**Excerpt to read:**
# My new 1964 Ariens 10ML60D Snow Blower!



## rwh963 (Nov 21, 2019)

March is a good month to start on a snow blower rehab project. I was fortunate to find a one-family owned blower a few miles away. Brought it home, and am letting it settle in. Not sure what direction this project will take, or how long. I see some completely disassemble them, blast, weld, prime and paint, put on new shiny fasteners, rechrome the handle bars, put on new decals, and maybe new engines. Others like the "aged" appearance and concentrate on the mechanics, making sure it is tight and reliable, with new fluids and lube.

I'll post pics of it in its current state, and hope to get advice from those who have restored these machines. Everyhtjiong from cleaning tips, fluid and lube recommendations, mechanical improvements, spit and polish, multi-point inspections, throw it out there. 

according to the now-previous owner, the carb and fuel situation is near the top of the list. i have the original carb, but it had been replaced with a less than perfect Chinese replacement. I suppose new OE replacements are out there somewhere. Maybe the old one can be restored.

Anyway, lets see where this road leads!


----------



## rwh963 (Nov 21, 2019)

more pics:


----------



## rwh963 (Nov 21, 2019)

more pics:


----------



## Preacherman (Dec 20, 2020)

Real nice 1963 and kind of rare! Here is a section from Scot’s page:

[This "half-teardrop" bucket shape was used on the 1963 and 1964 First Series models, It was the precursor to the "full teardrop" shape that would come along in 1965 for the first year of 10,000 series production. This half-teardrop bucket is therefore somewhat rare, being used on only two model years, 1963 and 1964 "First Series" models.

So there are three distinct features of "first series" 1960-1964 machines, that are unique only to this series:

1: The "half circle" or "half teardrop" bucket shape, with or without optional "show shields"
2. Only one "clutch control lever" which turns on and off _both_ the transmission and augers.
3: The first series "rounded chute", also unique to this series.]


----------



## rwh963 (Nov 21, 2019)

i believe it was purchased in December 1963. would that make it a '63 or '64? perhaps the serial number tells the truth.

i believe it is a 6 hp, highest for that machine.


----------



## Preacherman (Dec 20, 2020)

Definitely a ‘63 by the numbers. Also is the deluxe model by the “D” according to Scott’s page.


----------



## rwh963 (Nov 21, 2019)

ok, if true, a mod can adjust any reference to 1964 to 1963. also seems to be missing the throttle control?


----------



## rwh963 (Nov 21, 2019)

and yet, the downloadable 1964 user manual off Scot's site does not show the throttle lever control, just the manual engine control like i have. hmm.


----------



## Ziggy65 (Jan 18, 2020)

The machine has been repowered with a newer Tecumseh Snow King engine, which has a bulb primer and the throttle control on the engine. The handle bar throttle control was probably removed when the machine was repowered. 
Very nice old Ariens and will be a cool machine to show off to the neighbours next winter


----------



## Rooskie (Feb 12, 2015)

Take off the side shields and watch that doggy deal with EOD like you've never seen before!

**Recorded data:**
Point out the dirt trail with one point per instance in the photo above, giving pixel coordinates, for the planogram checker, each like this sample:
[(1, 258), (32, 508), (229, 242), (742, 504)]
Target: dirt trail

**What to work on:**
(a) Could you set down the part of the snow blower thread above between "The machine has" and "machine was repowered.", inclusive?
(b) Do these statements agree with the snow blower thread above? Answer yes or no for each and quote the deciding words of the thread.
(i) The previous owner named the carb and fuel situation as a top priority.
(ii) The downloadable 1964 user manual shows a throttle lever control.
(iii) The machine still runs on its original engine.
(c) Can you write what comes next in the snow blower thread above, picking up after its last post?

**Results by task:**
(a)
The machine has been repowered with a newer Tecumseh Snow King engine, which has a bulb primer and the throttle control on the engine. The handle bar throttle control was probably removed when the machine was repowered.

(b)
(i) Yes: "according to the now-previous owner, the carb and fuel situation is near the top of the list."
(ii) No: "the downloadable 1964 user manual off Scot's site does not show the throttle lever control"
(iii) No: "The machine has been repowered with a newer Tecumseh Snow King engine"

(c)
----------



## rwh963 (Nov 21, 2019)

i guess one of the big questions is should i dismount the entire engine assembly, concentrate on the chassis, and mount a modern higher hp engine. i could possibly sell this engine or parts to recover all or more of the costs. the PO told me that the top end had been rebuilt by his family in 1973 (maybe why the muffler in not period correct). In 1988 the fwd/reverse was rebuilt, but not sure what that actually will mean. In 2020 the carb was replaced with an aftermarket unit. Thoughts?


----------



## Rooskie (Feb 12, 2015)

rwh963 said:


> i guess one of the big questions is should i dismount the entire engine assembly, concentrate on the chassis, and mount a modern higher hp engine. i could possibly sell this engine or parts to recover all or more of the costs. the PO told me that the top end had been rebuilt by his family in 1973 (maybe why the muffler in not period correct). In 1988 the fwd/reverse was rebuilt, but not sure what that actually will mean. In 2020 the carb was replaced with an aftermarket unit. Thoughts?


You've been here on this site long enough to know my preferences. 
As far as Ariens goes, I'm a 'concours'-type of guy: Original motor, colors, labels, the whole 9 yards. Modify that Tecumseh all you want internally, go ahead and use a Kevlar belt, I'll even go so far as putting Armorskids on it. But I won't put a Predator on it. I haven't measured a impeller that old, but no modifications are usually needed.
I could've used that bucket right now, so my focus would be a better repair where those birds crapped all over the inside corner of the chute.
Last Oil change? That's important. How's the lube in the augur gearing? 
You know the provenance of that unit from the day it was purchased. You got a sense of how the previous owner maintained it. You even got a nice note.
I'd remove the engine to do a clean-up and repaint, only. Of course, those degraded rubber hoses need replaced and the choke lever is 180 degrees out from where it should be, but all in all, eyeballs only, it looks like it should run without too much coaxing.
Make it look like new. Best of Luck!


----------



## rwh963 (Nov 21, 2019)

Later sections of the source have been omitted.